BEGIN

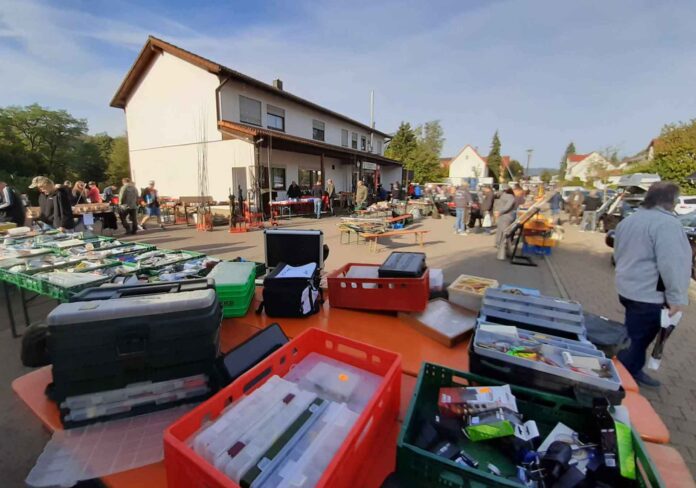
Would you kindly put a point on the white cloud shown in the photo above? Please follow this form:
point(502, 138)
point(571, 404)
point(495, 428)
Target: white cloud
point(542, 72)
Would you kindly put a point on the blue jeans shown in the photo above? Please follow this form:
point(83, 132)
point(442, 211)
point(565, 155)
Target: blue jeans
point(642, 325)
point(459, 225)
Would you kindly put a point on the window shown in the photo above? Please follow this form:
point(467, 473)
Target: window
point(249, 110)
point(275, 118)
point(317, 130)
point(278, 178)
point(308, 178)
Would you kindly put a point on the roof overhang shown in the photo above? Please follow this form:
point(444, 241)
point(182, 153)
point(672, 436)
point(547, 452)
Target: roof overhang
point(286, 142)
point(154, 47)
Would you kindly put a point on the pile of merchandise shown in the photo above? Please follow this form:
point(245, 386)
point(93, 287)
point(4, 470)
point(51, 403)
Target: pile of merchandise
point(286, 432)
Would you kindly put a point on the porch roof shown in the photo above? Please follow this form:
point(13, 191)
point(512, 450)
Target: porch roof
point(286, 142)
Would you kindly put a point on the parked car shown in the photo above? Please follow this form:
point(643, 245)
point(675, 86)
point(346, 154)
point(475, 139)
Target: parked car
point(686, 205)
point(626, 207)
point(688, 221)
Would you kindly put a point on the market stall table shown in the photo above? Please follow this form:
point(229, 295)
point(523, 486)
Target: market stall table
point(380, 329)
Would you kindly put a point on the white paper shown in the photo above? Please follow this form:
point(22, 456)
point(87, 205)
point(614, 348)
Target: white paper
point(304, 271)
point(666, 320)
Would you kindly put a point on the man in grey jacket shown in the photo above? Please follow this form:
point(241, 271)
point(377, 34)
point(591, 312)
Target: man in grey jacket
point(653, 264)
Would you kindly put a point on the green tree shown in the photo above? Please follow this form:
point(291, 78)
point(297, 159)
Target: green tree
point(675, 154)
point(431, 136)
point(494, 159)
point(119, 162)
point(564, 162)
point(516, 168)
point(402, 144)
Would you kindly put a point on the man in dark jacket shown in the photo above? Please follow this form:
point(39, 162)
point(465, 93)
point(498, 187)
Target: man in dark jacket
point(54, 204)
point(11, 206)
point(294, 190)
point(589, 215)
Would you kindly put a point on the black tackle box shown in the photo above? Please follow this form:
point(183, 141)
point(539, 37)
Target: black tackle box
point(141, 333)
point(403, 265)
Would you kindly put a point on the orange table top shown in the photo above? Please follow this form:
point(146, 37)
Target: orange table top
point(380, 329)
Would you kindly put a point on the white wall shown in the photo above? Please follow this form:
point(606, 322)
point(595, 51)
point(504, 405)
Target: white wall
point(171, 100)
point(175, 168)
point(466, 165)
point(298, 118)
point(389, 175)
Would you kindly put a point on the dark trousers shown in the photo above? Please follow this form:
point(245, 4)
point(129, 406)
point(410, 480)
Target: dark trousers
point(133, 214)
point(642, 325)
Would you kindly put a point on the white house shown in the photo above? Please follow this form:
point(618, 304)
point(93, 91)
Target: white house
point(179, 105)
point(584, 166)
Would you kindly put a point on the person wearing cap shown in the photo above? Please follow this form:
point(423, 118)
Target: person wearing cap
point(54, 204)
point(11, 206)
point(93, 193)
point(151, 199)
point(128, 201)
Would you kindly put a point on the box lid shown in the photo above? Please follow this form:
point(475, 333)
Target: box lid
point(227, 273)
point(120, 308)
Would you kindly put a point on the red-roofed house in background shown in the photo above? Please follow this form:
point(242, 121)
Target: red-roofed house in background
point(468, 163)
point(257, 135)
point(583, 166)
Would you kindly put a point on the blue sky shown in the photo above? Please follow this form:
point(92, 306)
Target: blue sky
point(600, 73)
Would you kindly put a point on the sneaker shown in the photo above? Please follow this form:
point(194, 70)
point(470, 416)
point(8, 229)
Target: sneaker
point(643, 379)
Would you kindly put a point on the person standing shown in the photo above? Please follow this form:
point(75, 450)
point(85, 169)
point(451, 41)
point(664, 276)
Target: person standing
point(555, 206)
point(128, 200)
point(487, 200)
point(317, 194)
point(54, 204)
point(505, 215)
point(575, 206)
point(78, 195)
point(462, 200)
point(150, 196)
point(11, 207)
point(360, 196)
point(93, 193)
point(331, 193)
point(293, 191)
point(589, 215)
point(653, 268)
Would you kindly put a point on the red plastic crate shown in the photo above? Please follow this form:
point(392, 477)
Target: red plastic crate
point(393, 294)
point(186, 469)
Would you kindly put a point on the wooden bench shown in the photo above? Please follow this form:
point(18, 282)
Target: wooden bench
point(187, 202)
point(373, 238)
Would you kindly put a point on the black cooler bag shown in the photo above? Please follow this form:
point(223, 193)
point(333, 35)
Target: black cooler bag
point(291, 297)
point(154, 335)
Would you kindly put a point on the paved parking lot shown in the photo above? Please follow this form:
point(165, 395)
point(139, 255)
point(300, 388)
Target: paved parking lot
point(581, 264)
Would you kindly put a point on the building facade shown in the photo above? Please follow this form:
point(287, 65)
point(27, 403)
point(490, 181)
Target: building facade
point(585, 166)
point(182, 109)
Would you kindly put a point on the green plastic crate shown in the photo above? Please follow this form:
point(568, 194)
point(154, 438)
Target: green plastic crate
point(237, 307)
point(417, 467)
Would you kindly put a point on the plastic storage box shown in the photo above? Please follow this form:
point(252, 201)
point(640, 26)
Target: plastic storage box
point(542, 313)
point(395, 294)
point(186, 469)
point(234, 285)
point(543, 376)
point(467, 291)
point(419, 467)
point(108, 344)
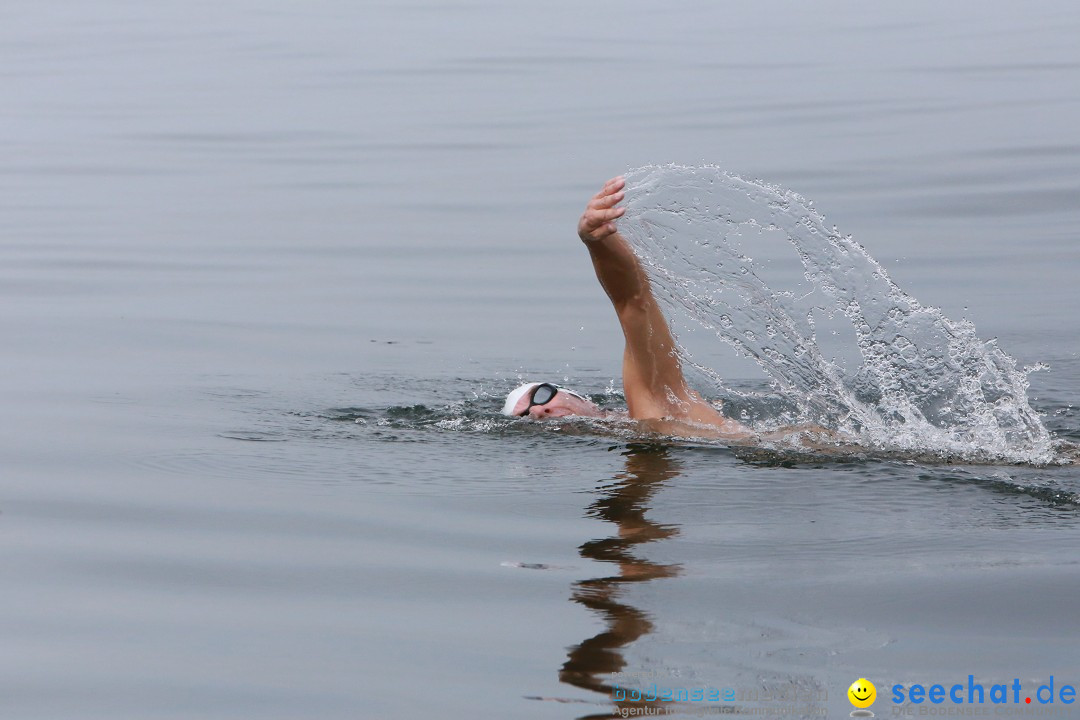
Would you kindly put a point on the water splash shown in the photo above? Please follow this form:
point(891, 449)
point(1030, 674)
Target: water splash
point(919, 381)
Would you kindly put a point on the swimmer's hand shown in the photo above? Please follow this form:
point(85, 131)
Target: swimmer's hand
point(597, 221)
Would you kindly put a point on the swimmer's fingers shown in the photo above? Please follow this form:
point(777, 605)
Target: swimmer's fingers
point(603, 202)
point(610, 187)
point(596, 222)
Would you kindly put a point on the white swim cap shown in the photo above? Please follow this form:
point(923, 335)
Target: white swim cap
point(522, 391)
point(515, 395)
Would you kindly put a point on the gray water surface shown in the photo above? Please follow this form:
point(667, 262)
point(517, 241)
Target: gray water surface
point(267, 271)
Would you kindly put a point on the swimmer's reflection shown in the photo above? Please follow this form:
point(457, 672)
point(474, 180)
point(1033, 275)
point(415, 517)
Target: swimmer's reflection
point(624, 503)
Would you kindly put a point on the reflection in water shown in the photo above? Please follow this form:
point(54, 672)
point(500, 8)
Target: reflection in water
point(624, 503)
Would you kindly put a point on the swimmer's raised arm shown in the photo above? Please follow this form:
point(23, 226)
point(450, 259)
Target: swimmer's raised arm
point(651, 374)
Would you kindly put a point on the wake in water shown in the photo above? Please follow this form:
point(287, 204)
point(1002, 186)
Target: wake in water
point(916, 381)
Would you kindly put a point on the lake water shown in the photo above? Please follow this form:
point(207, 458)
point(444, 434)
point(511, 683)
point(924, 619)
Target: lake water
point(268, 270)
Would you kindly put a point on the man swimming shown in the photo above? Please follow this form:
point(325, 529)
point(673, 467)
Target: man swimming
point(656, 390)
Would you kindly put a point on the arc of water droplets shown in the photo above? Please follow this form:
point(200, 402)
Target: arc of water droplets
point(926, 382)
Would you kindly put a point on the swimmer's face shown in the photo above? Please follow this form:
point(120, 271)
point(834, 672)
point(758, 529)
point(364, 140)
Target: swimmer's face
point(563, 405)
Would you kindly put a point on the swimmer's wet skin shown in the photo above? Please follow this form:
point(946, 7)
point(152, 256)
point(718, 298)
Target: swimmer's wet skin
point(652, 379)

END
BEGIN

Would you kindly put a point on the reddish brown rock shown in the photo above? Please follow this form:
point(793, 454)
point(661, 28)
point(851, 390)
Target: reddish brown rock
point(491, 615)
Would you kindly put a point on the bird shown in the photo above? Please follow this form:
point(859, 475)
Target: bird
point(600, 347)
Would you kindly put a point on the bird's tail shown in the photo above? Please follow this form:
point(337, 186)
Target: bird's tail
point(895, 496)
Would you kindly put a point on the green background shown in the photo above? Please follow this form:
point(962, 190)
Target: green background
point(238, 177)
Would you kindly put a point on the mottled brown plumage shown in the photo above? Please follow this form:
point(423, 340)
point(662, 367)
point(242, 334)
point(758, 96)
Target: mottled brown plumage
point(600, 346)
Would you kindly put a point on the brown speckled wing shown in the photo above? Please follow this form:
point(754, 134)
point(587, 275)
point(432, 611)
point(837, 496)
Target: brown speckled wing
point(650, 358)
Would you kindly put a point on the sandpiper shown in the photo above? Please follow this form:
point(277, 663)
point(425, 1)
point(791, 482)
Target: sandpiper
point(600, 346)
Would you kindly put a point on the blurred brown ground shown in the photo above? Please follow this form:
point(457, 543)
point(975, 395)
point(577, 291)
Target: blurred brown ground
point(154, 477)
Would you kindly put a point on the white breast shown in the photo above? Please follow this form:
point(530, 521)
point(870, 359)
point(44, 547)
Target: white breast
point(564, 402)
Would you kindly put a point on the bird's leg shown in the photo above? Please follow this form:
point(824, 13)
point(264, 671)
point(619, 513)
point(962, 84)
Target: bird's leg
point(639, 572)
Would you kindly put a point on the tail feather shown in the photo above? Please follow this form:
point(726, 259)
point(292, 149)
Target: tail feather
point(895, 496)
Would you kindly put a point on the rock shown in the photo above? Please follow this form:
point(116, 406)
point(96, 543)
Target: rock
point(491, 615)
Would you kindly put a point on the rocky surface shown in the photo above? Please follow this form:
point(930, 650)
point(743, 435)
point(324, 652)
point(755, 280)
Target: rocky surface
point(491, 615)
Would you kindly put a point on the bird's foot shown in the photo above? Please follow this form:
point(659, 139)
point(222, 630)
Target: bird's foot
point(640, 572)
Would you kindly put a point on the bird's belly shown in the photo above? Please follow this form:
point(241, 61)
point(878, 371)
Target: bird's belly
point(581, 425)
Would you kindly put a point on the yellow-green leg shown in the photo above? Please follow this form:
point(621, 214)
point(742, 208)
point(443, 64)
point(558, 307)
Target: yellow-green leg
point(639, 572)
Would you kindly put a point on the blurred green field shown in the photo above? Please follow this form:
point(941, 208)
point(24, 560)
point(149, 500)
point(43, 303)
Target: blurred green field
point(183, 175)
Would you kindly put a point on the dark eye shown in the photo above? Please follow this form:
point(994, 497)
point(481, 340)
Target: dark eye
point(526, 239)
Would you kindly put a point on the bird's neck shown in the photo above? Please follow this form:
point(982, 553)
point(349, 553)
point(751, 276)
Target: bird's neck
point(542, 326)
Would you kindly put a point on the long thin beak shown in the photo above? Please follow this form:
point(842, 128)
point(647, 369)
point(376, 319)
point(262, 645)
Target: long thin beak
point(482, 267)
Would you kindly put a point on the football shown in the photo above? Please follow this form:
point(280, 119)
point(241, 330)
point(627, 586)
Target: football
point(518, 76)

END
BEGIN

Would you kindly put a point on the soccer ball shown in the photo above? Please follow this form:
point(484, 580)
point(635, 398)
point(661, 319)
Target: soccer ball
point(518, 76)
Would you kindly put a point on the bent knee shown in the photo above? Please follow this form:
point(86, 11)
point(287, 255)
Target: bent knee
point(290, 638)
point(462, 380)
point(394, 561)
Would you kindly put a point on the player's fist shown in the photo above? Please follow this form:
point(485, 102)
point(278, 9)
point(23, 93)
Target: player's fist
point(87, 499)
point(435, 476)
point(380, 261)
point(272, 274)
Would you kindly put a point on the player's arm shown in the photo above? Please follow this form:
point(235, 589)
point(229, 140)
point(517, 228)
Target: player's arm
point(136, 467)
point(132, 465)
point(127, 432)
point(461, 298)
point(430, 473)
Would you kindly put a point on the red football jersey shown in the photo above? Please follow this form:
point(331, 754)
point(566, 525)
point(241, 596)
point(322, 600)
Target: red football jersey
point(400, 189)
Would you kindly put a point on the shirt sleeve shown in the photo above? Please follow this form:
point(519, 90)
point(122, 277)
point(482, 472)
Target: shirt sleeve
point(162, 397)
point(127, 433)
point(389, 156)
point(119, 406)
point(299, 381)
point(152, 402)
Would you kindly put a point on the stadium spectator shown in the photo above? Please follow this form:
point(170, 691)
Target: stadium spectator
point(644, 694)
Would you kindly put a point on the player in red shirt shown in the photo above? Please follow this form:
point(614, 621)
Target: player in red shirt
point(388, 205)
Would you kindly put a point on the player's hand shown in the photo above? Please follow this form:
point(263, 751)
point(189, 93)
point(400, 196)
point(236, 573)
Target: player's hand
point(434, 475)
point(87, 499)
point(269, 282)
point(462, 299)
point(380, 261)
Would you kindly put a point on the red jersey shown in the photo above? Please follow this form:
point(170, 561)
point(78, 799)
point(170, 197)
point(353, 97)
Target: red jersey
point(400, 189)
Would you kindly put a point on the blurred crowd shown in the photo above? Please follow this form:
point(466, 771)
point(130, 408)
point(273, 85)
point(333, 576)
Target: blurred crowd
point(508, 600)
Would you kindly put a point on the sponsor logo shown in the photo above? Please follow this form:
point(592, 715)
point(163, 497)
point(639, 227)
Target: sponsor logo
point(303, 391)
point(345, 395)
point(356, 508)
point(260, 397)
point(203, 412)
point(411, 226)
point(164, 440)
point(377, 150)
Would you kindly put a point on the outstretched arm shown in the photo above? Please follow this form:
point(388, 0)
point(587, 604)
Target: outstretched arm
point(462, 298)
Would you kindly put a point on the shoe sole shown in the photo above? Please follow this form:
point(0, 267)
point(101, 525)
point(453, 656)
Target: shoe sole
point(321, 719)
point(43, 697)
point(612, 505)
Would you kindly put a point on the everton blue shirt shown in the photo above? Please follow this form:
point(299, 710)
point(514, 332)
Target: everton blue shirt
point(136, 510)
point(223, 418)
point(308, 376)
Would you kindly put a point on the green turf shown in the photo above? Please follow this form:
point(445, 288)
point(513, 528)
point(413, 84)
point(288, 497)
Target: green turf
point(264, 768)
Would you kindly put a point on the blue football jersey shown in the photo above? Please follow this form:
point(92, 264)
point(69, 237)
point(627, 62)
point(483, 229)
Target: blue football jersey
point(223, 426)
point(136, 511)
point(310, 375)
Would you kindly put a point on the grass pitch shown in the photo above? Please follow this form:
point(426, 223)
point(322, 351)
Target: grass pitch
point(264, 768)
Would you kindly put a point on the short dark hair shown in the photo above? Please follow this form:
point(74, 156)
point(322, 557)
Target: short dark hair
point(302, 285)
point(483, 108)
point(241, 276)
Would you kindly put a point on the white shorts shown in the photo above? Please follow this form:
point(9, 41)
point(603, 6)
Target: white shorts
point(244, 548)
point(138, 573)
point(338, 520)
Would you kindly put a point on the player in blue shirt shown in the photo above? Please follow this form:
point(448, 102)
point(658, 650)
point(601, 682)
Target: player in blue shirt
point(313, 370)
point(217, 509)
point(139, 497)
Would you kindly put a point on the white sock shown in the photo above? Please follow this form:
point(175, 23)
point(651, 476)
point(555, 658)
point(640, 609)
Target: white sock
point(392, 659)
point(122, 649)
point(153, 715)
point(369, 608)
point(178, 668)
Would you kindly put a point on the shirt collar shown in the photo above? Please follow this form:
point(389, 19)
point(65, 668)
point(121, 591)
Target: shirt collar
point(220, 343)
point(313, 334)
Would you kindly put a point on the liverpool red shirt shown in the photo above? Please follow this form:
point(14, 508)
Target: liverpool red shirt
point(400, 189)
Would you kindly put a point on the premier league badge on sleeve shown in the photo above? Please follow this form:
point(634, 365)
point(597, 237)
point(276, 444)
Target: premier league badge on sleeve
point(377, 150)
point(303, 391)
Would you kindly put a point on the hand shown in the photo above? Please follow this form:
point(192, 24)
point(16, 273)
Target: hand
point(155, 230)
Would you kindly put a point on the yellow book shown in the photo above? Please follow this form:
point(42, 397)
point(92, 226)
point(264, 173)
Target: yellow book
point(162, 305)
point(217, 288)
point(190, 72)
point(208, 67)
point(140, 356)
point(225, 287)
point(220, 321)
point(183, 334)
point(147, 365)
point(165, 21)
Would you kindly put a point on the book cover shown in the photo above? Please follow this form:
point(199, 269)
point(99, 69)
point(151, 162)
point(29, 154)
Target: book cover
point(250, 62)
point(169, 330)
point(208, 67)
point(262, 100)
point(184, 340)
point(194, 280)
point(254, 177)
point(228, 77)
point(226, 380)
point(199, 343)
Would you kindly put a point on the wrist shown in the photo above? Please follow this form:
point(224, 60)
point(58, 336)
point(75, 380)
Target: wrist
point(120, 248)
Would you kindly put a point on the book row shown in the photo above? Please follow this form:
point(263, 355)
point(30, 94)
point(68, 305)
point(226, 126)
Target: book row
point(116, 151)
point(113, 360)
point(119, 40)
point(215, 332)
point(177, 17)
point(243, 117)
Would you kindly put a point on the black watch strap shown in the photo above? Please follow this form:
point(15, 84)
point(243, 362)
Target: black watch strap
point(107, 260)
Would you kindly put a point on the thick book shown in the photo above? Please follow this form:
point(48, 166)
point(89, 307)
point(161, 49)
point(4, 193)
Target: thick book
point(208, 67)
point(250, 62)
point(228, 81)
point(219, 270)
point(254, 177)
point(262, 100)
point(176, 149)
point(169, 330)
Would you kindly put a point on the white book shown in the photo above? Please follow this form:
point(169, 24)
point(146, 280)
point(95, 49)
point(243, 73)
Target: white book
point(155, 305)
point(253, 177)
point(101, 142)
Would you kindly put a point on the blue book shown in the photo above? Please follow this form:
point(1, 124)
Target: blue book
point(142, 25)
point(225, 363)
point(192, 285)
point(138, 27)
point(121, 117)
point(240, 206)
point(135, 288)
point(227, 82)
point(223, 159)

END

Retype the lines of the listing above, starting with the line that contains "Would you kindly put a point on the white house" and going on through the line that contains "point(583, 166)", with each character unchanged.

Would you kindly put a point on the white house shown in the photo above? Please follow this form:
point(618, 304)
point(93, 91)
Target: white house
point(179, 105)
point(584, 166)
Would you kindly put a point on the person wearing cap shown in the photo above? Please follow this form:
point(423, 118)
Target: person wearing cap
point(54, 204)
point(11, 206)
point(93, 193)
point(151, 199)
point(128, 201)
Would you kindly put a point on the box lid shown in the photo above? Please follow this form:
point(475, 333)
Target: box lid
point(227, 273)
point(120, 308)
Would you kindly put a point on the red-roofed house in background shown in the photo above? Please follow this form:
point(242, 121)
Target: red-roofed house in background
point(468, 163)
point(257, 135)
point(583, 166)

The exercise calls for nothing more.